START SUPPLIED MATERIAL

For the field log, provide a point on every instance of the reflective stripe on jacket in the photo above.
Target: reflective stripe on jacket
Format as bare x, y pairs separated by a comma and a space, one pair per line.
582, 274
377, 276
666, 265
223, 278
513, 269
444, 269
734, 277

END SUPPLIED MATERIAL

WHAT YOU NEED TO DO >>
Please work out how many lines in the records hold the string "stripe", and give only the number.

ANSWER TO THIS EXERCISE >>
2